Directive A:
In the records, from the line with "mark: framed photograph" through the end of the records, swap "sample" for "example" and write those lines out again with nothing else changed.

Extracted text:
==========

Clarifying Questions (ask before designing)

Question	Why it matters
Which of these is highest priority: Order book data structure (price-time priority), Matching algorithm, Lock-free queues?	Forces scope negotiation — senior candidates trim before drawing boxes.
What scale should we design for — DAU, QPS, data volume?	Drives every capacity decision; shows structured thinking.
What are the read vs write patterns on the critical path?	Determines caching, DB choice, and replication topology.
What consistency and durability guarantees are required?	Separates strong-consistency paths from eventual ones — a senior differentiator.

Scope

In scope

Order book data structure (price-time priority)
Matching algorithm
Lock-free queues
Nanosecond latency
Market data dissemination
Regulatory audit trail

Out of scope (state explicitly)

Retail brokerage mobile app
Regulatory reporting to SEC/FINRA
Blockchain settlement layer

Assumptions

Clarify scale (DAU, QPS, data volume) for stock exchange matching engine in the first 5 minutes
Standard reliability target 99.9%–99.99% unless problem implies higher (payments, booking)
Managed cloud services (RDS, S3, Kafka, Redis) are acceptable building blocks

Order types: Limit orders, market orders, stop orders, stop-limit orders, IOC, FOK, GTC
Order matching: Match buy and sell orders by price-time priority (FIFO within same price)
Order book: Maintain real-time order book per instrument (bids and asks sorted by price)
Trade execution: Execute matched orders; generate trade records with unique trade IDs
Order lifecycle: New, acknowledged, partially filled, filled, cancelled, expired, rejected
Market data: Publish real-time L1 (BBO), L2 (depth), L3 (full order book)
Order modification: Amend quantity (reduce only) or price (loses time priority on price change)
Cancel: Cancel resting orders; cancel-on-disconnect for algo traders
Opening/closing auctions: Batch matching at market open and close (call auction)
Pre-trade risk checks: Position limits, order rate limits, fat-finger checks

Metric	Calculation	Value
Instruments	Given (assumption documented in value)	10,000
Orders / sec (peak)	From Orders / day ÷ 86400 (+ peak factor in value)	1M across all instruments
Orders per instrument / sec	From Orders per instrument / day ÷ 86400 (+ peak factor in value)	100 avg, 10K for hot stocks
Trades / sec	From Trades / day ÷ 86400 (+ peak factor in value)	100K
Cancels / sec	From Cancels / day ÷ 86400 (+ peak factor in value)	500K
Order book depth	Given	~1,000 price levels per side
Market data updates / sec	From Market data updates / day ÷ 86400 (+ peak factor in value)	5M
WAL write throughput	1M events/sec × ~200 bytes	200 MB/sec
Daily trade records	Given	~500M

Critical Path Latency Budget

Step	Latency
FIX parse + normalize	~1-2 μs
Risk checks (shared memory)	~0.5 μs
Sequencer (assign + NVMe WAL write)	~1-2 μs
Ring buffer publish + consume	~0.1 μs
Matching engine (lookup + match)	~0.5-1 μs
Execution report publish	~0.5-1 μs
FIX response serialize + send	~1-2 μs
Total	~5-9 μs

Order-to-Trade Flow

1. Matching Algorithm: Price-Time Priority

Order book is split into Bid and Ask sides. Within the same price level, priority is strictly determined by arrival time.

==========

[Records in a dataset]
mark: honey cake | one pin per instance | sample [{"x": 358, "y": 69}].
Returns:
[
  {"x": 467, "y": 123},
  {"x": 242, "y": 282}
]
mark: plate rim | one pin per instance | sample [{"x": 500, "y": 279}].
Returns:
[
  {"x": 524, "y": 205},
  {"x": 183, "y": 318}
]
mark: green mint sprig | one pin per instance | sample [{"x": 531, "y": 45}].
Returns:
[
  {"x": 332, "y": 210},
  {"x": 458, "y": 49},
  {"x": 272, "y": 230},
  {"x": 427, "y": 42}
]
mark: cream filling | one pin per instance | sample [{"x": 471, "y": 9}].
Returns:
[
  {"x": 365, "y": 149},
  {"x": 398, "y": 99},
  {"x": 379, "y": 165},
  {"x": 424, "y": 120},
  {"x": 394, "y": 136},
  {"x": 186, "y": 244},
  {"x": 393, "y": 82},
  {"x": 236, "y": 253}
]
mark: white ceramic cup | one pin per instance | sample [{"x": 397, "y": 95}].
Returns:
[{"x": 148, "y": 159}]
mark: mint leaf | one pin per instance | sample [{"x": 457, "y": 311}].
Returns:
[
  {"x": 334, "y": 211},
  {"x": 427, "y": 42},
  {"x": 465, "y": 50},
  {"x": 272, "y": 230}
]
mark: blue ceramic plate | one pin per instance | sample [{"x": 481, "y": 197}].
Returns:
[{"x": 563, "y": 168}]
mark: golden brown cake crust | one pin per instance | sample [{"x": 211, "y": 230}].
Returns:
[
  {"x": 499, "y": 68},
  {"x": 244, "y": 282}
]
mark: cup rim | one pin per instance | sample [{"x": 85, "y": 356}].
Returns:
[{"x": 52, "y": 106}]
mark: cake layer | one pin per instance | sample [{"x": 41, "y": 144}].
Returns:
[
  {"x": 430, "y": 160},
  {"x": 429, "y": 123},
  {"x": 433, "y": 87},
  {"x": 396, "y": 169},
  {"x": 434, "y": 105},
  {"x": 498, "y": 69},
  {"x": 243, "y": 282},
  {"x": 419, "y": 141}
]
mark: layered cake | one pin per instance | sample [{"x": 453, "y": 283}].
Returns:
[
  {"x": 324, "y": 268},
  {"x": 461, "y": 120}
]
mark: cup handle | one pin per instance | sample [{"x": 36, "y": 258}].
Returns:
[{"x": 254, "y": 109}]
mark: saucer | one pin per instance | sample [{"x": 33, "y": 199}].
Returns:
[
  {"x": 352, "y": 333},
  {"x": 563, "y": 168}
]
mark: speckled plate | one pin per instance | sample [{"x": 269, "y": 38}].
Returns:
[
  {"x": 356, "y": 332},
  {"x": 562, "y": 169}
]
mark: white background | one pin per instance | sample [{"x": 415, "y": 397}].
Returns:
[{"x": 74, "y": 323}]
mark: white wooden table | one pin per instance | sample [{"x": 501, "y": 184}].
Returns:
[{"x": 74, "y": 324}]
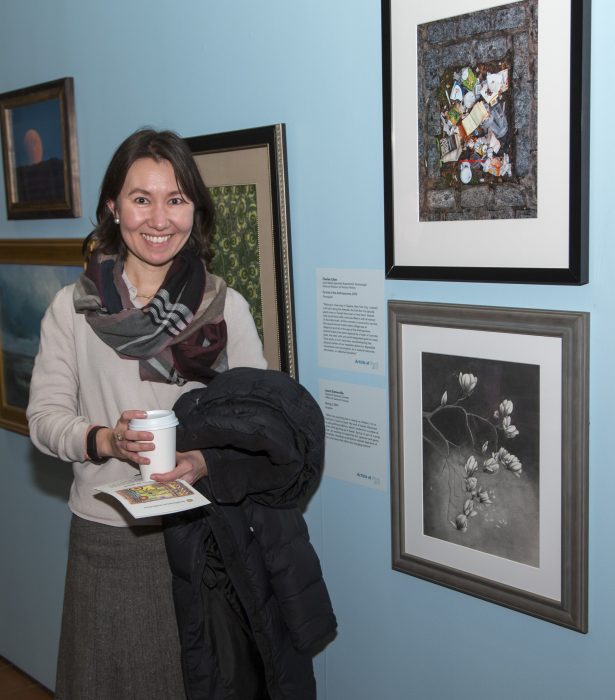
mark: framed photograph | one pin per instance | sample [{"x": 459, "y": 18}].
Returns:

==========

Directive B:
List every item that the text on the stock exchange matching engine places out of scope.

Written answer A:
mark: framed photograph | one pin per instance | example [{"x": 459, "y": 18}].
Returns:

Written answer B:
- Retail brokerage mobile app
- Regulatory reporting to SEC/FINRA
- Blockchain settlement layer